::: DATASET :::

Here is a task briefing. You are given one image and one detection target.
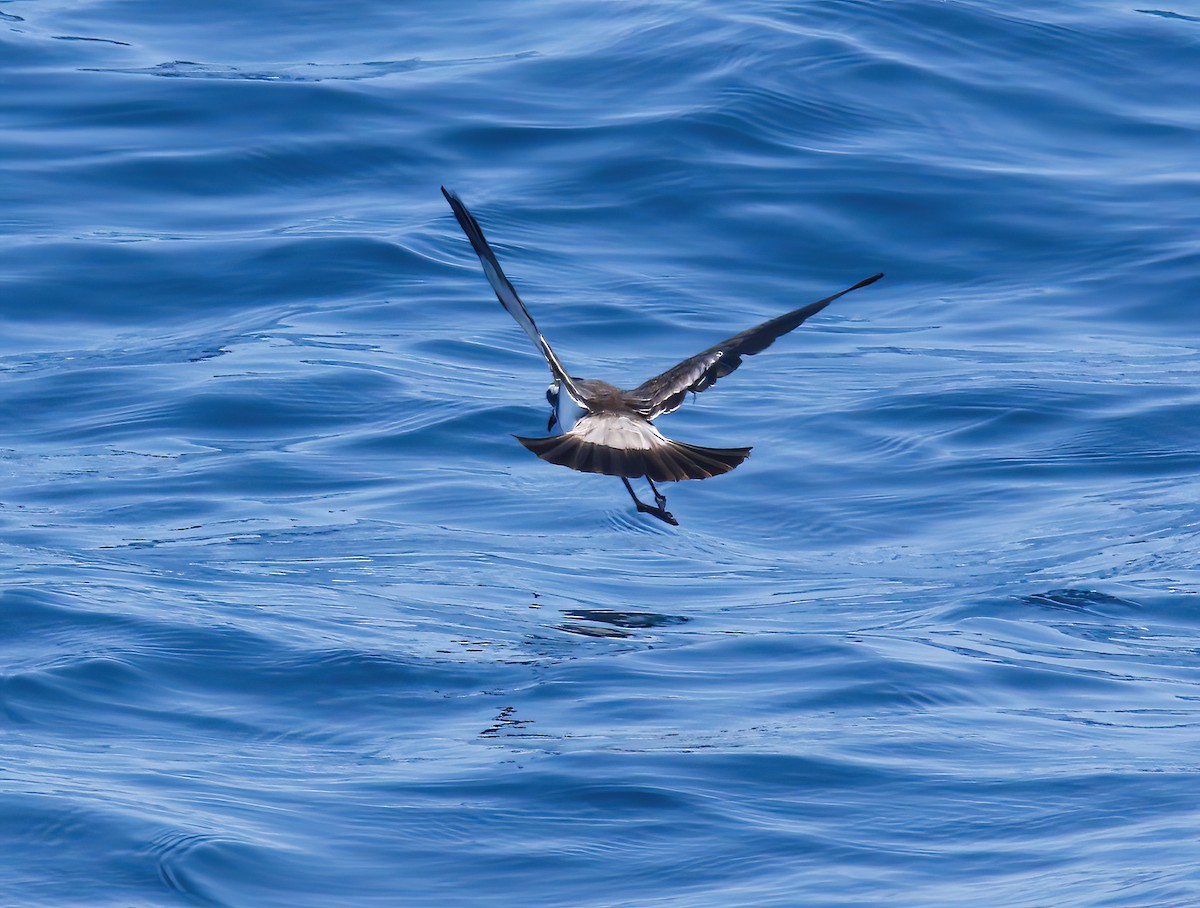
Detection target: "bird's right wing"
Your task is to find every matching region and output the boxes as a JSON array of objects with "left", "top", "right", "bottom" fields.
[
  {"left": 625, "top": 273, "right": 883, "bottom": 420},
  {"left": 442, "top": 186, "right": 583, "bottom": 404}
]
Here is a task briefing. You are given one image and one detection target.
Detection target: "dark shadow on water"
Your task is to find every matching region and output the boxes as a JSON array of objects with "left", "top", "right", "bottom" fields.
[
  {"left": 559, "top": 608, "right": 690, "bottom": 637},
  {"left": 1021, "top": 588, "right": 1139, "bottom": 613}
]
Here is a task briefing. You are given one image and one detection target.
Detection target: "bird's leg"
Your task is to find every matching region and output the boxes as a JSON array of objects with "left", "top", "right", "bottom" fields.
[
  {"left": 646, "top": 476, "right": 667, "bottom": 509},
  {"left": 620, "top": 476, "right": 679, "bottom": 527}
]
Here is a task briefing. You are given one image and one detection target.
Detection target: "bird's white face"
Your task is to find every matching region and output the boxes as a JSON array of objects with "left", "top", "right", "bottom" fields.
[{"left": 546, "top": 381, "right": 587, "bottom": 432}]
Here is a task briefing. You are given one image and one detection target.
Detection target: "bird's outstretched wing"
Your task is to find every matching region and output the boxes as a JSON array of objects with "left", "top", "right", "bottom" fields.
[
  {"left": 625, "top": 273, "right": 883, "bottom": 420},
  {"left": 442, "top": 186, "right": 583, "bottom": 402}
]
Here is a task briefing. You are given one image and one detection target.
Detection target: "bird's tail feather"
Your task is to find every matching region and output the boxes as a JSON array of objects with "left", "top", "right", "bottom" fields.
[{"left": 516, "top": 432, "right": 750, "bottom": 482}]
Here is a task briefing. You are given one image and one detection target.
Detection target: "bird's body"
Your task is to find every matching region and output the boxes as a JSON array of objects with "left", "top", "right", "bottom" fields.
[{"left": 442, "top": 186, "right": 883, "bottom": 524}]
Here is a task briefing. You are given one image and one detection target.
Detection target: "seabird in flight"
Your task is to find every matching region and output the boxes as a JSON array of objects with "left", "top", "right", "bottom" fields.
[{"left": 442, "top": 186, "right": 883, "bottom": 527}]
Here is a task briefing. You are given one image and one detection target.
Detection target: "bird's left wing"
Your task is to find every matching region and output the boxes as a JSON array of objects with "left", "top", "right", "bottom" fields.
[{"left": 625, "top": 273, "right": 883, "bottom": 420}]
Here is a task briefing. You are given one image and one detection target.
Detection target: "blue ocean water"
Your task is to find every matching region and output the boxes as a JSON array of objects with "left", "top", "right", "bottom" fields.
[{"left": 0, "top": 0, "right": 1200, "bottom": 907}]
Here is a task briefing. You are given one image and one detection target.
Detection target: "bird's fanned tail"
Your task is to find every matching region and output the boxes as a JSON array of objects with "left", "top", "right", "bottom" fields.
[{"left": 516, "top": 432, "right": 750, "bottom": 482}]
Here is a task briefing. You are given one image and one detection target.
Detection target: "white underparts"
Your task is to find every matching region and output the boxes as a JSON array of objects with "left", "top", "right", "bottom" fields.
[{"left": 563, "top": 413, "right": 666, "bottom": 451}]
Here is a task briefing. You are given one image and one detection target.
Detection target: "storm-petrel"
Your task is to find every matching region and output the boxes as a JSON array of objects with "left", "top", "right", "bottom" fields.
[{"left": 442, "top": 186, "right": 883, "bottom": 527}]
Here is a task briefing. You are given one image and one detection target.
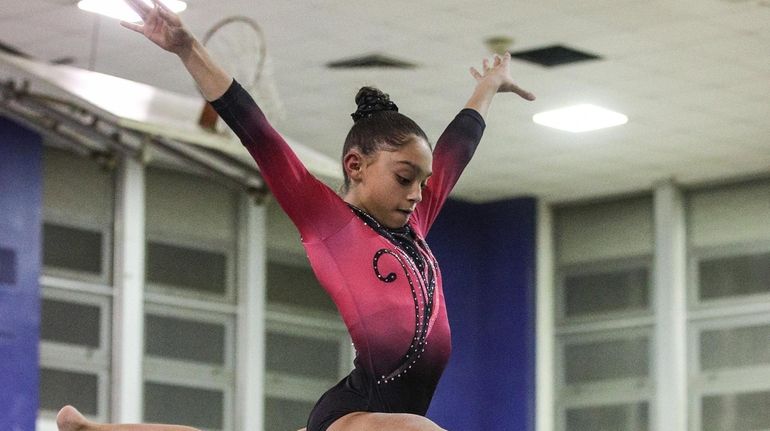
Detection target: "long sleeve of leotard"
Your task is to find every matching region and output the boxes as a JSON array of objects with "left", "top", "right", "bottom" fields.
[
  {"left": 415, "top": 108, "right": 486, "bottom": 236},
  {"left": 212, "top": 81, "right": 484, "bottom": 242},
  {"left": 212, "top": 80, "right": 350, "bottom": 242}
]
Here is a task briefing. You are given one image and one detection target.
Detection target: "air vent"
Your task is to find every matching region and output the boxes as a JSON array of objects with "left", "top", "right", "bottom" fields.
[
  {"left": 511, "top": 45, "right": 601, "bottom": 67},
  {"left": 0, "top": 247, "right": 16, "bottom": 284},
  {"left": 0, "top": 41, "right": 29, "bottom": 58},
  {"left": 326, "top": 54, "right": 417, "bottom": 69}
]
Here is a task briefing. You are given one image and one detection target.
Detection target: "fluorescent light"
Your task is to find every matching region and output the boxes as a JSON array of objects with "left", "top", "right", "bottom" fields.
[
  {"left": 532, "top": 104, "right": 628, "bottom": 133},
  {"left": 78, "top": 0, "right": 187, "bottom": 22}
]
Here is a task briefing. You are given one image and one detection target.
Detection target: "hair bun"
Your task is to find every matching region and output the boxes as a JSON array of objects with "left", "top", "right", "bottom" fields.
[{"left": 350, "top": 87, "right": 398, "bottom": 123}]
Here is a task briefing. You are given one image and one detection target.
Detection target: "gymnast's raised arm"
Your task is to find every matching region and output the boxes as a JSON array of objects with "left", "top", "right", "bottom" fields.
[{"left": 121, "top": 0, "right": 233, "bottom": 101}]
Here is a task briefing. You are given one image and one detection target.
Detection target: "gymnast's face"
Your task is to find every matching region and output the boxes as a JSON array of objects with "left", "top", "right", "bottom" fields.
[{"left": 345, "top": 136, "right": 433, "bottom": 228}]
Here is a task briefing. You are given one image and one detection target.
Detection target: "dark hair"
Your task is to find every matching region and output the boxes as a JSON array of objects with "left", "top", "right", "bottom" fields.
[{"left": 342, "top": 87, "right": 433, "bottom": 190}]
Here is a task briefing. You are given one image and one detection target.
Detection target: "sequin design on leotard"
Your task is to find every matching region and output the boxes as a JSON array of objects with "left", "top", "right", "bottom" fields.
[{"left": 348, "top": 204, "right": 437, "bottom": 384}]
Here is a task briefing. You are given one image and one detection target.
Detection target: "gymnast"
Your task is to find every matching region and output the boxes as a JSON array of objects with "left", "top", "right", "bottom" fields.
[{"left": 57, "top": 0, "right": 534, "bottom": 431}]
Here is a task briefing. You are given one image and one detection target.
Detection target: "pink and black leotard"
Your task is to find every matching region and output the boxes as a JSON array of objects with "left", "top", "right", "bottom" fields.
[{"left": 212, "top": 81, "right": 484, "bottom": 431}]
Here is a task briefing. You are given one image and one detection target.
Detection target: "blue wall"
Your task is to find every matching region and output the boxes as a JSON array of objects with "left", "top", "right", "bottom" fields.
[
  {"left": 428, "top": 198, "right": 537, "bottom": 431},
  {"left": 0, "top": 117, "right": 43, "bottom": 431}
]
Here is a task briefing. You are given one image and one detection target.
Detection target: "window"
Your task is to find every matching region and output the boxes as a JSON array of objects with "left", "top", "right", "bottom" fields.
[
  {"left": 144, "top": 168, "right": 238, "bottom": 431},
  {"left": 554, "top": 196, "right": 654, "bottom": 431},
  {"left": 687, "top": 180, "right": 770, "bottom": 431},
  {"left": 40, "top": 147, "right": 114, "bottom": 421},
  {"left": 144, "top": 303, "right": 235, "bottom": 430},
  {"left": 40, "top": 286, "right": 111, "bottom": 420}
]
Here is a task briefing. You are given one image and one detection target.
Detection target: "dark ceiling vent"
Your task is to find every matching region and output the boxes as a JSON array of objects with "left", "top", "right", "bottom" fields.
[
  {"left": 326, "top": 54, "right": 417, "bottom": 69},
  {"left": 0, "top": 41, "right": 29, "bottom": 58},
  {"left": 511, "top": 45, "right": 601, "bottom": 67}
]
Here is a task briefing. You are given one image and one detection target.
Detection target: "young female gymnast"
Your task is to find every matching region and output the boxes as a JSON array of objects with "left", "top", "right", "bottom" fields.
[{"left": 58, "top": 0, "right": 534, "bottom": 431}]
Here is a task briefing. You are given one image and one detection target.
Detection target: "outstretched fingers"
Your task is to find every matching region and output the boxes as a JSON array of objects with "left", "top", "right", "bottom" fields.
[
  {"left": 152, "top": 0, "right": 182, "bottom": 26},
  {"left": 124, "top": 0, "right": 152, "bottom": 21},
  {"left": 471, "top": 67, "right": 483, "bottom": 80}
]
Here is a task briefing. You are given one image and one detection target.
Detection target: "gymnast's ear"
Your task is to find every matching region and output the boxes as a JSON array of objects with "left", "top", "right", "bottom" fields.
[{"left": 342, "top": 149, "right": 366, "bottom": 182}]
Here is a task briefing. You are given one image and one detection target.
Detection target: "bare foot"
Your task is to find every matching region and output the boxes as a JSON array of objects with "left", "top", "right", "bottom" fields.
[{"left": 56, "top": 406, "right": 88, "bottom": 431}]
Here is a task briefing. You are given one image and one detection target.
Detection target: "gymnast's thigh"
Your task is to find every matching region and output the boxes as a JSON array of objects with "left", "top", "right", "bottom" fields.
[{"left": 328, "top": 412, "right": 446, "bottom": 431}]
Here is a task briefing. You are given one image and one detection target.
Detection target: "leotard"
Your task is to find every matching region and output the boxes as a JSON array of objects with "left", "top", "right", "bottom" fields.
[{"left": 212, "top": 81, "right": 485, "bottom": 431}]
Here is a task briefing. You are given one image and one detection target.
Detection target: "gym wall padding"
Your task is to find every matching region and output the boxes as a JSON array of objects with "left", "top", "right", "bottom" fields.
[
  {"left": 0, "top": 117, "right": 43, "bottom": 431},
  {"left": 428, "top": 198, "right": 537, "bottom": 431}
]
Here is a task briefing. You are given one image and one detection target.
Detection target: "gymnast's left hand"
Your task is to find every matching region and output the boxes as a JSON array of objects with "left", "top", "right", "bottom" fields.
[
  {"left": 471, "top": 52, "right": 535, "bottom": 100},
  {"left": 120, "top": 0, "right": 195, "bottom": 56}
]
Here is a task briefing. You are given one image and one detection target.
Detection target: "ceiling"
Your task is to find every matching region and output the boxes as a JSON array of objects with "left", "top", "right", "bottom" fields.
[{"left": 0, "top": 0, "right": 770, "bottom": 202}]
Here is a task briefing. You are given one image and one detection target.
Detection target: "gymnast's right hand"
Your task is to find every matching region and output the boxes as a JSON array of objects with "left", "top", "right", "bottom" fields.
[{"left": 120, "top": 0, "right": 195, "bottom": 56}]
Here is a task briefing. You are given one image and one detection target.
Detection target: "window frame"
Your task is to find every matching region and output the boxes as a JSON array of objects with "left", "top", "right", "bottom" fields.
[
  {"left": 554, "top": 255, "right": 655, "bottom": 326},
  {"left": 144, "top": 230, "right": 238, "bottom": 304},
  {"left": 40, "top": 218, "right": 114, "bottom": 286},
  {"left": 687, "top": 240, "right": 770, "bottom": 314}
]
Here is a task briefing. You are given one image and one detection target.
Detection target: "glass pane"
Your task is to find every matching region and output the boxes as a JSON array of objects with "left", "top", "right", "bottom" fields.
[
  {"left": 698, "top": 253, "right": 770, "bottom": 300},
  {"left": 564, "top": 268, "right": 650, "bottom": 317},
  {"left": 267, "top": 263, "right": 337, "bottom": 313},
  {"left": 144, "top": 314, "right": 225, "bottom": 365},
  {"left": 40, "top": 299, "right": 102, "bottom": 348},
  {"left": 265, "top": 398, "right": 315, "bottom": 431},
  {"left": 144, "top": 382, "right": 224, "bottom": 430},
  {"left": 40, "top": 368, "right": 99, "bottom": 416},
  {"left": 147, "top": 242, "right": 227, "bottom": 295},
  {"left": 567, "top": 403, "right": 649, "bottom": 431},
  {"left": 267, "top": 332, "right": 340, "bottom": 380},
  {"left": 700, "top": 325, "right": 770, "bottom": 370},
  {"left": 43, "top": 223, "right": 102, "bottom": 274},
  {"left": 701, "top": 392, "right": 770, "bottom": 431},
  {"left": 564, "top": 337, "right": 649, "bottom": 384}
]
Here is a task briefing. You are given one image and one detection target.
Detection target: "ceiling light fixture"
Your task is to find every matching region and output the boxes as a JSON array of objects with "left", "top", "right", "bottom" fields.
[
  {"left": 78, "top": 0, "right": 187, "bottom": 22},
  {"left": 532, "top": 103, "right": 628, "bottom": 133}
]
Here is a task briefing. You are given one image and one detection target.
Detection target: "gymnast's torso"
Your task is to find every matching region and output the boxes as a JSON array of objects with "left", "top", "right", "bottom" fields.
[{"left": 212, "top": 78, "right": 484, "bottom": 431}]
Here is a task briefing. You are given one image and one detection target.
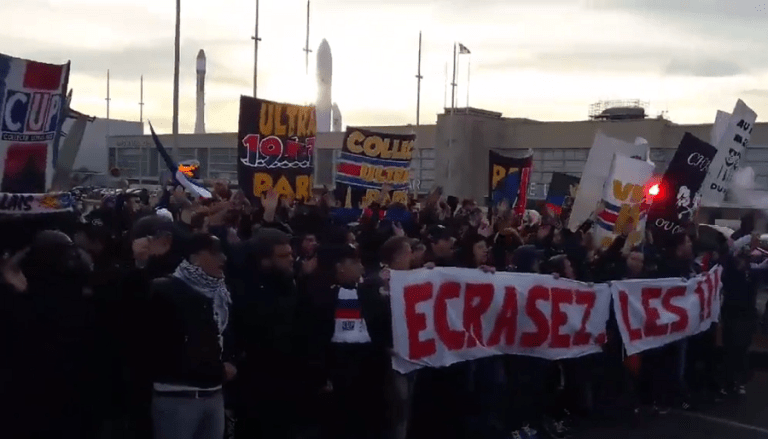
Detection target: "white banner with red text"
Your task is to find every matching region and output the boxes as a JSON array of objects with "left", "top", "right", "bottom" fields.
[
  {"left": 390, "top": 268, "right": 611, "bottom": 373},
  {"left": 390, "top": 266, "right": 722, "bottom": 373},
  {"left": 611, "top": 266, "right": 723, "bottom": 355}
]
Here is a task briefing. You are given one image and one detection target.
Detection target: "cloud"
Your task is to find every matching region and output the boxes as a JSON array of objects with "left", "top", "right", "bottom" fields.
[
  {"left": 742, "top": 89, "right": 768, "bottom": 98},
  {"left": 664, "top": 58, "right": 749, "bottom": 78},
  {"left": 586, "top": 0, "right": 768, "bottom": 19}
]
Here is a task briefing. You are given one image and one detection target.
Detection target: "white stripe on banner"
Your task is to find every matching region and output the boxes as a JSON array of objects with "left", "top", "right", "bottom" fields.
[{"left": 390, "top": 266, "right": 722, "bottom": 373}]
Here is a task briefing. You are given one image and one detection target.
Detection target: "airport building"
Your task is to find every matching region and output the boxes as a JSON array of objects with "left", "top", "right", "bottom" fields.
[{"left": 109, "top": 102, "right": 768, "bottom": 211}]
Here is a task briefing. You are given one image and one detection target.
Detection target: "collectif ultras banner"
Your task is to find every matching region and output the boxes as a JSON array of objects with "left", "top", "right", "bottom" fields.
[
  {"left": 237, "top": 96, "right": 317, "bottom": 200},
  {"left": 595, "top": 152, "right": 654, "bottom": 248},
  {"left": 0, "top": 54, "right": 69, "bottom": 193},
  {"left": 488, "top": 151, "right": 533, "bottom": 214},
  {"left": 336, "top": 127, "right": 416, "bottom": 207},
  {"left": 701, "top": 99, "right": 757, "bottom": 204},
  {"left": 0, "top": 192, "right": 75, "bottom": 215},
  {"left": 390, "top": 267, "right": 722, "bottom": 373},
  {"left": 547, "top": 172, "right": 579, "bottom": 215},
  {"left": 648, "top": 133, "right": 717, "bottom": 239}
]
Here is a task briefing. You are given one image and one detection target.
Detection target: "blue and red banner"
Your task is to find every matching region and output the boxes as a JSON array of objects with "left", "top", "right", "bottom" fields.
[
  {"left": 0, "top": 53, "right": 69, "bottom": 193},
  {"left": 547, "top": 172, "right": 580, "bottom": 215},
  {"left": 237, "top": 96, "right": 317, "bottom": 201},
  {"left": 336, "top": 127, "right": 416, "bottom": 207},
  {"left": 488, "top": 151, "right": 533, "bottom": 214}
]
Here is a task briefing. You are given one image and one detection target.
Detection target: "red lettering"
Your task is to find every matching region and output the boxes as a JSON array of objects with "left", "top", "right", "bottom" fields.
[
  {"left": 661, "top": 286, "right": 688, "bottom": 333},
  {"left": 573, "top": 291, "right": 596, "bottom": 346},
  {"left": 403, "top": 282, "right": 437, "bottom": 360},
  {"left": 243, "top": 134, "right": 261, "bottom": 152},
  {"left": 259, "top": 137, "right": 283, "bottom": 157},
  {"left": 549, "top": 288, "right": 573, "bottom": 348},
  {"left": 715, "top": 269, "right": 720, "bottom": 292},
  {"left": 306, "top": 137, "right": 315, "bottom": 157},
  {"left": 464, "top": 284, "right": 493, "bottom": 348},
  {"left": 619, "top": 291, "right": 643, "bottom": 341},
  {"left": 435, "top": 282, "right": 464, "bottom": 351},
  {"left": 695, "top": 282, "right": 709, "bottom": 322},
  {"left": 642, "top": 288, "right": 669, "bottom": 337},
  {"left": 486, "top": 287, "right": 517, "bottom": 347},
  {"left": 704, "top": 274, "right": 715, "bottom": 318},
  {"left": 285, "top": 139, "right": 302, "bottom": 160},
  {"left": 520, "top": 286, "right": 549, "bottom": 348},
  {"left": 595, "top": 332, "right": 608, "bottom": 346}
]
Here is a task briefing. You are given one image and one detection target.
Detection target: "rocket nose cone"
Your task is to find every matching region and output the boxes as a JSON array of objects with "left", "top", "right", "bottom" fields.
[
  {"left": 197, "top": 49, "right": 205, "bottom": 72},
  {"left": 317, "top": 39, "right": 331, "bottom": 58}
]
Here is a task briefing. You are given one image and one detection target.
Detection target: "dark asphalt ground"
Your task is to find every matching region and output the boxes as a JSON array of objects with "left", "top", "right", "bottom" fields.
[{"left": 574, "top": 370, "right": 768, "bottom": 439}]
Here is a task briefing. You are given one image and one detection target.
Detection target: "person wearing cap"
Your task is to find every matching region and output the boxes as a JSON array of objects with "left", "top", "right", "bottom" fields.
[
  {"left": 720, "top": 241, "right": 768, "bottom": 395},
  {"left": 304, "top": 244, "right": 391, "bottom": 439},
  {"left": 114, "top": 214, "right": 183, "bottom": 437},
  {"left": 149, "top": 233, "right": 237, "bottom": 439},
  {"left": 231, "top": 227, "right": 307, "bottom": 438},
  {"left": 0, "top": 230, "right": 99, "bottom": 439},
  {"left": 426, "top": 225, "right": 456, "bottom": 267}
]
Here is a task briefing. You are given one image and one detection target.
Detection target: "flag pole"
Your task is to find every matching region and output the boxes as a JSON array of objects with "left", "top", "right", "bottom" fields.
[
  {"left": 451, "top": 43, "right": 457, "bottom": 115},
  {"left": 467, "top": 55, "right": 472, "bottom": 113},
  {"left": 443, "top": 61, "right": 448, "bottom": 111},
  {"left": 171, "top": 0, "right": 181, "bottom": 160},
  {"left": 139, "top": 75, "right": 144, "bottom": 184},
  {"left": 304, "top": 0, "right": 311, "bottom": 75},
  {"left": 416, "top": 31, "right": 423, "bottom": 126},
  {"left": 104, "top": 69, "right": 112, "bottom": 156},
  {"left": 251, "top": 0, "right": 261, "bottom": 98}
]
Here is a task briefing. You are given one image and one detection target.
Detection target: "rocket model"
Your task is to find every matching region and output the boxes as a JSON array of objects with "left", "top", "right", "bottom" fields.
[
  {"left": 195, "top": 49, "right": 205, "bottom": 134},
  {"left": 317, "top": 40, "right": 333, "bottom": 133},
  {"left": 331, "top": 102, "right": 341, "bottom": 132}
]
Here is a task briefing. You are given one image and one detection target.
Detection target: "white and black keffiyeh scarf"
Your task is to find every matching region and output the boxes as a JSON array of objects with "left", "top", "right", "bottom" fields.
[{"left": 173, "top": 260, "right": 232, "bottom": 335}]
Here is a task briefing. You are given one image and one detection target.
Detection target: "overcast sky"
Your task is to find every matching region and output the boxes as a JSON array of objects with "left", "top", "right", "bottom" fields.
[{"left": 0, "top": 0, "right": 768, "bottom": 132}]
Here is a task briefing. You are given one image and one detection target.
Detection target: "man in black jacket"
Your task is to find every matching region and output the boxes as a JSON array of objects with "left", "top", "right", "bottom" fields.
[
  {"left": 150, "top": 234, "right": 237, "bottom": 439},
  {"left": 232, "top": 227, "right": 305, "bottom": 439},
  {"left": 311, "top": 244, "right": 391, "bottom": 439}
]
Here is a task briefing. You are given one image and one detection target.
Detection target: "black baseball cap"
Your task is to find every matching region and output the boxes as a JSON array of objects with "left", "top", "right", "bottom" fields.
[
  {"left": 317, "top": 244, "right": 360, "bottom": 268},
  {"left": 184, "top": 233, "right": 222, "bottom": 256},
  {"left": 427, "top": 224, "right": 454, "bottom": 242},
  {"left": 131, "top": 214, "right": 176, "bottom": 241}
]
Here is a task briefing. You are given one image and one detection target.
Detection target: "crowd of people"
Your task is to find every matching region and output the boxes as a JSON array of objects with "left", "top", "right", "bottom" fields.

:::

TASK: Count the lines of the listing above that contain the string "dark". Case counts. Reply with the number alone.

EXERCISE OUTPUT: 4